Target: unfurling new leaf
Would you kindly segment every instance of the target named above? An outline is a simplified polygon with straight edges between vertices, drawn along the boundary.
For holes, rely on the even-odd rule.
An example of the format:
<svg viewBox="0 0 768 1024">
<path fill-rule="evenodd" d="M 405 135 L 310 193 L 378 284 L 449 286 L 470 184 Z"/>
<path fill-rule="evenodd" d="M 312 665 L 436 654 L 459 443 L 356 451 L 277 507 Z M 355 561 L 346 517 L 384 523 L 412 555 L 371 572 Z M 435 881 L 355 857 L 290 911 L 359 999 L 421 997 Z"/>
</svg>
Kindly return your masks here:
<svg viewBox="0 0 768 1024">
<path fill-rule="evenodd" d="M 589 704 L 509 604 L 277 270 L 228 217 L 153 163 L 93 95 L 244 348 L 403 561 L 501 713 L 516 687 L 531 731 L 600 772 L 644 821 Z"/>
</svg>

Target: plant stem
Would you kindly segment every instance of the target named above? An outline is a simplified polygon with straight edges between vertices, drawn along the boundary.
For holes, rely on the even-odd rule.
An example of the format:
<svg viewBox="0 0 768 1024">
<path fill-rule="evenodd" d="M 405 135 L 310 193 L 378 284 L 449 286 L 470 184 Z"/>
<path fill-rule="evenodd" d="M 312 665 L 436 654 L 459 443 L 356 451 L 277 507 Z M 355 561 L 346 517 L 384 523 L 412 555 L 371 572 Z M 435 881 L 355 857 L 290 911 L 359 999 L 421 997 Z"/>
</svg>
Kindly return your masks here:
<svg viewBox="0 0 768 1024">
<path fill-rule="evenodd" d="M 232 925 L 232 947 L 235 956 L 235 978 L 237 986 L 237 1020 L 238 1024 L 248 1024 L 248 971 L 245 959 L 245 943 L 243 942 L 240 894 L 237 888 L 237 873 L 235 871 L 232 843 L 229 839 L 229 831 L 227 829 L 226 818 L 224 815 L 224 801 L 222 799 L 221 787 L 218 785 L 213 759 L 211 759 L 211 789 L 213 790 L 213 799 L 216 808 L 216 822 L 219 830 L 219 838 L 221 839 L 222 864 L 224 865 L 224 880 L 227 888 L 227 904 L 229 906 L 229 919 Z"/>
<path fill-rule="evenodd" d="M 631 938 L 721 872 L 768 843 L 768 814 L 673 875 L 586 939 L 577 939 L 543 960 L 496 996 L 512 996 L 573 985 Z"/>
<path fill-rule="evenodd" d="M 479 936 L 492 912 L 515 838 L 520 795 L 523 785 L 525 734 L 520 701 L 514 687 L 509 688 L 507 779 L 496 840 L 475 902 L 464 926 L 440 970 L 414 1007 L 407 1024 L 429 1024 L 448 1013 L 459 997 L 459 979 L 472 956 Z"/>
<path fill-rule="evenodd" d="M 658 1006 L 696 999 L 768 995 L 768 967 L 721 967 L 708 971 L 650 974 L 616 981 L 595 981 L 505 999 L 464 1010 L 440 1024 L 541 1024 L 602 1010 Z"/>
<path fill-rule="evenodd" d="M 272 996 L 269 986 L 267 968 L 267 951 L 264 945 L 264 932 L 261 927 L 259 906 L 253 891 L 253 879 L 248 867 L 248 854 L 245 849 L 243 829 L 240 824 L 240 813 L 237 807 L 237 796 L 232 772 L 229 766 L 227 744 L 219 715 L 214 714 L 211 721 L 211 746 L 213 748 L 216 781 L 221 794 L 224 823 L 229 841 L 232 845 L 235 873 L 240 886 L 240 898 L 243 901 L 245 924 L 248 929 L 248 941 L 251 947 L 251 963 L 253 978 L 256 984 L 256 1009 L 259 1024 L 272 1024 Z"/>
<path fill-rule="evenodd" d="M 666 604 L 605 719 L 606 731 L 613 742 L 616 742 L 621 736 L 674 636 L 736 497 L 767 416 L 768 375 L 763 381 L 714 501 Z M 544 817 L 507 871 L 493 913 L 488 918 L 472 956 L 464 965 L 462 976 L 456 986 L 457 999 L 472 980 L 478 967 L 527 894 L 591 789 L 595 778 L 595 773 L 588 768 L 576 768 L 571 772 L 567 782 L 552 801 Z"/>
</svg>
====
=== WORK ITEM ===
Word for word, restate each line of the material.

=== RESPONSE TO THIS EXERCISE ===
Target: unfurling new leaf
Would you kindly segment every instance of the target named above? An outline is a simplified polygon with straight edges between vertices, drawn along the boundary.
For holes, rely on the even-odd rule.
An example of the format:
<svg viewBox="0 0 768 1024">
<path fill-rule="evenodd" d="M 405 135 L 310 193 L 378 284 L 449 286 L 470 184 Z"/>
<path fill-rule="evenodd" d="M 312 665 L 436 654 L 459 443 L 356 451 L 277 507 Z M 355 561 L 346 517 L 384 523 L 412 555 L 371 572 Z M 435 881 L 355 857 L 290 911 L 359 999 L 421 997 Z"/>
</svg>
Kindly return your masks here:
<svg viewBox="0 0 768 1024">
<path fill-rule="evenodd" d="M 589 704 L 509 604 L 277 270 L 228 217 L 153 163 L 93 95 L 244 348 L 403 561 L 501 713 L 516 687 L 531 731 L 600 772 L 644 821 Z"/>
</svg>

Target: plant stem
Would you kindly segment every instance of the target named above? An outline is a simplified polygon with straight edges between vertices, drawn along the boundary.
For holes, rely on the even-odd rule.
An example of the format:
<svg viewBox="0 0 768 1024">
<path fill-rule="evenodd" d="M 405 135 L 310 193 L 378 284 L 449 286 L 470 184 Z"/>
<path fill-rule="evenodd" d="M 312 665 L 436 654 L 459 443 L 356 451 L 277 507 Z M 355 561 L 346 517 L 384 523 L 412 555 L 371 572 Z M 435 881 L 355 857 L 290 911 L 359 999 L 421 997 Z"/>
</svg>
Kindly return your masks here:
<svg viewBox="0 0 768 1024">
<path fill-rule="evenodd" d="M 232 925 L 232 947 L 235 956 L 235 978 L 237 986 L 237 1020 L 238 1024 L 248 1024 L 248 971 L 245 959 L 245 943 L 243 942 L 240 894 L 237 888 L 237 873 L 235 871 L 232 843 L 229 839 L 229 831 L 227 829 L 226 818 L 224 815 L 224 801 L 222 799 L 221 787 L 218 785 L 213 759 L 211 759 L 211 789 L 213 790 L 213 799 L 216 808 L 216 822 L 219 830 L 219 838 L 221 839 L 222 864 L 224 865 L 224 880 L 227 888 L 227 904 L 229 906 L 229 919 Z"/>
<path fill-rule="evenodd" d="M 631 938 L 721 872 L 768 843 L 768 814 L 673 875 L 586 939 L 577 939 L 543 960 L 496 996 L 512 996 L 573 985 Z"/>
<path fill-rule="evenodd" d="M 479 936 L 492 912 L 515 838 L 520 795 L 523 785 L 525 734 L 520 701 L 514 687 L 509 688 L 507 779 L 496 840 L 475 902 L 464 926 L 440 970 L 414 1007 L 407 1024 L 429 1024 L 448 1013 L 459 997 L 459 979 L 472 956 Z"/>
<path fill-rule="evenodd" d="M 658 1006 L 696 999 L 768 995 L 768 967 L 721 967 L 708 971 L 650 974 L 616 981 L 595 981 L 505 999 L 464 1010 L 440 1024 L 541 1024 L 602 1010 Z"/>
<path fill-rule="evenodd" d="M 272 996 L 269 986 L 267 968 L 267 951 L 264 945 L 264 932 L 261 927 L 259 906 L 253 891 L 253 879 L 248 867 L 248 854 L 245 849 L 243 829 L 240 824 L 240 813 L 237 807 L 237 796 L 232 772 L 229 766 L 227 744 L 219 715 L 214 714 L 211 721 L 211 746 L 213 748 L 216 781 L 221 794 L 224 823 L 229 841 L 232 845 L 235 873 L 240 886 L 240 898 L 243 901 L 245 924 L 248 929 L 248 941 L 251 947 L 251 963 L 253 978 L 256 984 L 256 1009 L 259 1024 L 272 1024 Z"/>
<path fill-rule="evenodd" d="M 666 604 L 605 719 L 606 731 L 613 742 L 616 742 L 621 736 L 674 636 L 736 497 L 767 416 L 768 375 L 763 381 L 714 501 Z M 544 817 L 507 871 L 493 913 L 488 918 L 472 956 L 464 965 L 462 976 L 456 986 L 457 999 L 472 980 L 478 967 L 527 894 L 591 789 L 595 778 L 595 773 L 588 768 L 576 768 L 571 772 L 567 782 L 552 801 Z"/>
</svg>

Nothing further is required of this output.